[Start of section]
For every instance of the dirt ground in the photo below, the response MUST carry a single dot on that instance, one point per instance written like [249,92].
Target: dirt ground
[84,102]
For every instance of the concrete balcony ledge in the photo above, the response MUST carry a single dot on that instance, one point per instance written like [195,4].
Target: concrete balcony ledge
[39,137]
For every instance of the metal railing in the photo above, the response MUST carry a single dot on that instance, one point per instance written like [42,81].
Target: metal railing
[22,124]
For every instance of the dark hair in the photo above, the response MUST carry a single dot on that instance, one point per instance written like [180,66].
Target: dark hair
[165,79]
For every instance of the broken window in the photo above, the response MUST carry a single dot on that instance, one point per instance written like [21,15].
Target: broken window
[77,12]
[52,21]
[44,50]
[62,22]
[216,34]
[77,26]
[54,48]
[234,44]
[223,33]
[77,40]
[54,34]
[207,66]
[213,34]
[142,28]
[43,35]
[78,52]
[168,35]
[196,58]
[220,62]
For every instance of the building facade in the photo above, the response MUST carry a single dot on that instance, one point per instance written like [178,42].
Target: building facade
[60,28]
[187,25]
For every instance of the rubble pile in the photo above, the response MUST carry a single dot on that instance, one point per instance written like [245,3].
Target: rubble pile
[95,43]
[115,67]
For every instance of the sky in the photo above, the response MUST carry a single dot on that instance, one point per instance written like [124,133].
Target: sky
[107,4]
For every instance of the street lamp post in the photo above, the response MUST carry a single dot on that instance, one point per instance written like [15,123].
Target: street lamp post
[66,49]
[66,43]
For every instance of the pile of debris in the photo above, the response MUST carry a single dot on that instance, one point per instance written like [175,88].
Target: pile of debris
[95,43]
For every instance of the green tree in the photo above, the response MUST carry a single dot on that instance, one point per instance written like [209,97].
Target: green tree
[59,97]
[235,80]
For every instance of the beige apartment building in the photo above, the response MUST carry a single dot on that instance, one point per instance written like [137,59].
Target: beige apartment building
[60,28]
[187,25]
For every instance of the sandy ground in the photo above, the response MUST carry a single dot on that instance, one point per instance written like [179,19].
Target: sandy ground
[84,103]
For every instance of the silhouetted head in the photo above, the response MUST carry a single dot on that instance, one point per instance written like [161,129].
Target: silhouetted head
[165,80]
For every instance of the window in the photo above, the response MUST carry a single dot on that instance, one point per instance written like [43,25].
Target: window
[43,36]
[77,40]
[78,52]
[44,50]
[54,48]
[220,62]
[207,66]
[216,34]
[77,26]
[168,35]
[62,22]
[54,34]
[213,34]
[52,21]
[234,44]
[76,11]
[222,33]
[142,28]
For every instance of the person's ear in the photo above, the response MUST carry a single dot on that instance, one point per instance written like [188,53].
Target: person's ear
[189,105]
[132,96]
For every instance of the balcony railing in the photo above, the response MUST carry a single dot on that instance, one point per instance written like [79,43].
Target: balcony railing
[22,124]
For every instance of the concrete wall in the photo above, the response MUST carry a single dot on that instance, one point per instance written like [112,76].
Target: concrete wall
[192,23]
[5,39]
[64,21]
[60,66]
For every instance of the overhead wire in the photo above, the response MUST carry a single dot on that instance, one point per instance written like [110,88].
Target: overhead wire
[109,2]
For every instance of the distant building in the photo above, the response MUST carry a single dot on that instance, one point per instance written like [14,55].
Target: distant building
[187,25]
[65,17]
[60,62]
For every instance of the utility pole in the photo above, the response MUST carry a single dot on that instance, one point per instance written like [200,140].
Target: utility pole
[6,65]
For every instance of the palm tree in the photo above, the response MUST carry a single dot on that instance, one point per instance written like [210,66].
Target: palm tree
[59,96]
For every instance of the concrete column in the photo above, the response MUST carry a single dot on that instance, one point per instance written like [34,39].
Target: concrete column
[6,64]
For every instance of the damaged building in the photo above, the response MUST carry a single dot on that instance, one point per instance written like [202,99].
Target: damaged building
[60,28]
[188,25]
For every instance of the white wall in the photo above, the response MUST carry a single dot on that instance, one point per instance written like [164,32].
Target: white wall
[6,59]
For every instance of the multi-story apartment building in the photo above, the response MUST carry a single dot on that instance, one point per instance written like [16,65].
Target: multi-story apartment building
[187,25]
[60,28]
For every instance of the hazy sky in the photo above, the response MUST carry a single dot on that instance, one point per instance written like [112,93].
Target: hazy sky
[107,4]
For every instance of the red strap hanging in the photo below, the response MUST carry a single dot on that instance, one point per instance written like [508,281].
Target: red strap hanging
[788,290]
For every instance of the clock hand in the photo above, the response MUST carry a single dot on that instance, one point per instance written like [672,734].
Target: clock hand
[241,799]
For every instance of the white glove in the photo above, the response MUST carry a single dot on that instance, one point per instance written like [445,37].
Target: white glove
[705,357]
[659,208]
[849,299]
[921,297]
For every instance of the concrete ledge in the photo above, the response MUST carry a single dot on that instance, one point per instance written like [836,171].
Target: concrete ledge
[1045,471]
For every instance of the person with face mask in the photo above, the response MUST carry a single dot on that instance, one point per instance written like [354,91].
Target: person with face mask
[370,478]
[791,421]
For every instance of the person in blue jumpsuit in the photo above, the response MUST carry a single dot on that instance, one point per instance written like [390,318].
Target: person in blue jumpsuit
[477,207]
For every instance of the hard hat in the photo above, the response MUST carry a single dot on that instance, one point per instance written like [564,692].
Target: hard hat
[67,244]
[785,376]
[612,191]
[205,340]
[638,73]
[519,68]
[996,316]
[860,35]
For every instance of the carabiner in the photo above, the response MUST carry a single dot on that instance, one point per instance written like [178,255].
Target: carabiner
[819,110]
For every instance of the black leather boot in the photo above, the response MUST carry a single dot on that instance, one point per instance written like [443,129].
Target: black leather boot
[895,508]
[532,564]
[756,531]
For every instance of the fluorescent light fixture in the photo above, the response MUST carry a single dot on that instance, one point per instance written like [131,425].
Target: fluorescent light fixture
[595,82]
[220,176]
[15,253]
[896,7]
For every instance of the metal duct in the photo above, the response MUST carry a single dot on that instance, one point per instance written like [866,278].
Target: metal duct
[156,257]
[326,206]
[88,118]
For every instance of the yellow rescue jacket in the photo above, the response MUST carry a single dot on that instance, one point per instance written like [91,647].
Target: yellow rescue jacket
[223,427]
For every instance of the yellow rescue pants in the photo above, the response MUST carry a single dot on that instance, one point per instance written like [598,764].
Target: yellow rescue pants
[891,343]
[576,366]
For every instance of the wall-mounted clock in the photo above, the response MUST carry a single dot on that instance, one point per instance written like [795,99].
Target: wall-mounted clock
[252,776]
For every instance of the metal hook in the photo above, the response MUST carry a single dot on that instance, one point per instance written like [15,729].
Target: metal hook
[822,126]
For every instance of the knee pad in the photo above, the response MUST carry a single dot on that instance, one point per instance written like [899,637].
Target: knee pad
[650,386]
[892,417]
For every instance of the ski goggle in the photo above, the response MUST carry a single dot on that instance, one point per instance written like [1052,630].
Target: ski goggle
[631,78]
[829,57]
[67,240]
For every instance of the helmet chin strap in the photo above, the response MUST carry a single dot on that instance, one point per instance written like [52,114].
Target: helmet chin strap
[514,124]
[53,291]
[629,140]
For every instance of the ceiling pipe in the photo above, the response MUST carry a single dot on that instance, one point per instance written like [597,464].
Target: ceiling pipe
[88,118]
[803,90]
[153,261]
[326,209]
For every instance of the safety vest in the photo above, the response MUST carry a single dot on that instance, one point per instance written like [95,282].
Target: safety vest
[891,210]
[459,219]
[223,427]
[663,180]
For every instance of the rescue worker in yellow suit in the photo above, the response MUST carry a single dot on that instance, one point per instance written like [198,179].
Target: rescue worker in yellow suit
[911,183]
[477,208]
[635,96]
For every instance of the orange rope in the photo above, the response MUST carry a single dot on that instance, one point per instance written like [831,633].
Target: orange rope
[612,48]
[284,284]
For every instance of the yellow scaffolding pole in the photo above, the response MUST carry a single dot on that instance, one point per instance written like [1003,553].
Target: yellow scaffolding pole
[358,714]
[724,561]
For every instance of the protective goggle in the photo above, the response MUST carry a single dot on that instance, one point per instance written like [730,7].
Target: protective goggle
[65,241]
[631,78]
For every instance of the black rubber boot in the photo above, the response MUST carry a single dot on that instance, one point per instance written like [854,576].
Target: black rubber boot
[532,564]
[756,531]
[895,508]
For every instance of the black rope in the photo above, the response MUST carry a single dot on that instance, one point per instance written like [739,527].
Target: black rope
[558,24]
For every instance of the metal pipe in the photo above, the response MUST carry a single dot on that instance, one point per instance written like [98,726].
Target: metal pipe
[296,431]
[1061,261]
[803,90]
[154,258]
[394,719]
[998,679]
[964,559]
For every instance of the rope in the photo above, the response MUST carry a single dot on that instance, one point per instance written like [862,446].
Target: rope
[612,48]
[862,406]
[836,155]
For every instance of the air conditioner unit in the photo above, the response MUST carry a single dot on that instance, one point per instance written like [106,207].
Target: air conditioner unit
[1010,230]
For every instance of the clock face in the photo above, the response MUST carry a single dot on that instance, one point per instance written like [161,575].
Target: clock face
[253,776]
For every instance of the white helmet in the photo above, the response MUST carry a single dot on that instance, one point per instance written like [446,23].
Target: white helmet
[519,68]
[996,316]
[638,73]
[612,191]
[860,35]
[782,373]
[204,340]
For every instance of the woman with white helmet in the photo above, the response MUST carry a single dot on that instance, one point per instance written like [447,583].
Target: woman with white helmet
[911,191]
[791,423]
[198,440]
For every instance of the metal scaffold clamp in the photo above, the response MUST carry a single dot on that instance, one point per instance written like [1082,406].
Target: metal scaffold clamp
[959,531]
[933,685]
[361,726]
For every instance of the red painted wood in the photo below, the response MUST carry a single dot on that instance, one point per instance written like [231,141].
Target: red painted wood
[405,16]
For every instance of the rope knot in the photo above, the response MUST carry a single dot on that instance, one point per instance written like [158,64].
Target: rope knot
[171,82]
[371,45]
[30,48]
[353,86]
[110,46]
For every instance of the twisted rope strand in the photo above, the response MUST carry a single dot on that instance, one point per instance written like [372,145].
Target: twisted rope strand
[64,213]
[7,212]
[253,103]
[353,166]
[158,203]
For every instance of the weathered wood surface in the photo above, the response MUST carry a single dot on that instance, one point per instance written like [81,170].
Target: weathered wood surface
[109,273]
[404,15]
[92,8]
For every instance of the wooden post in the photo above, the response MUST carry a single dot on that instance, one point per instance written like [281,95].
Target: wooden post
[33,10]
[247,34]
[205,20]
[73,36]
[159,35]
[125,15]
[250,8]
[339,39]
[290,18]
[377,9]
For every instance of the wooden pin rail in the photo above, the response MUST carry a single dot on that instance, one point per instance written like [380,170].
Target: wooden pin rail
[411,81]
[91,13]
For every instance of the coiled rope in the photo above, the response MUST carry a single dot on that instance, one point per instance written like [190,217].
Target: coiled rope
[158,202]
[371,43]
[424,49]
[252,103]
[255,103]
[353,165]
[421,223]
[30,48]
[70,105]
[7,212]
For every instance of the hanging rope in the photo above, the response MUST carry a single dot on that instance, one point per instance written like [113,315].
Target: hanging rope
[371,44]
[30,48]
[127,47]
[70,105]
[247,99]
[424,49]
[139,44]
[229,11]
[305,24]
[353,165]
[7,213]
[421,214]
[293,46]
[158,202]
[End of section]
• [WORK ORDER]: Copy out the lines above exactly, beginning at the one that contains "Target: silhouetted head" and ending at the one that contains "For every instance of the distant".

• [EXERCISE OUTPUT]:
Target: silhouetted head
[165,80]
For every instance of the window in the photo above, the response MUST carry a single dot on that instance, one point per instance written like [43,25].
Target: window
[43,36]
[77,40]
[78,52]
[44,50]
[54,48]
[220,62]
[207,66]
[216,34]
[77,26]
[168,35]
[62,22]
[54,34]
[213,34]
[52,21]
[234,44]
[76,11]
[222,33]
[142,28]
For every instance of the person's ear in the photo above, the response MUST carry a single dot on that instance, one point per instance written like [188,53].
Target: person's ear
[189,105]
[132,96]
For every instance of the balcony railing in the photo above, the response MUST carry a single dot on that instance, one point per instance written like [79,43].
Target: balcony railing
[22,124]
For every instance of the concrete wall in the photo above, the response MUST carry a single dot on that instance, one point per instance written like [112,76].
Target: concrete wall
[192,23]
[5,39]
[64,21]
[60,66]
For every instance of the overhead wire in the photo above, the response MUST carry a single dot on that instance, one point per instance written like [110,88].
Target: overhead wire
[109,2]
For every instance of the distant building in the photo above, the response MUST carry a single dot on that instance, one point per instance written like [14,55].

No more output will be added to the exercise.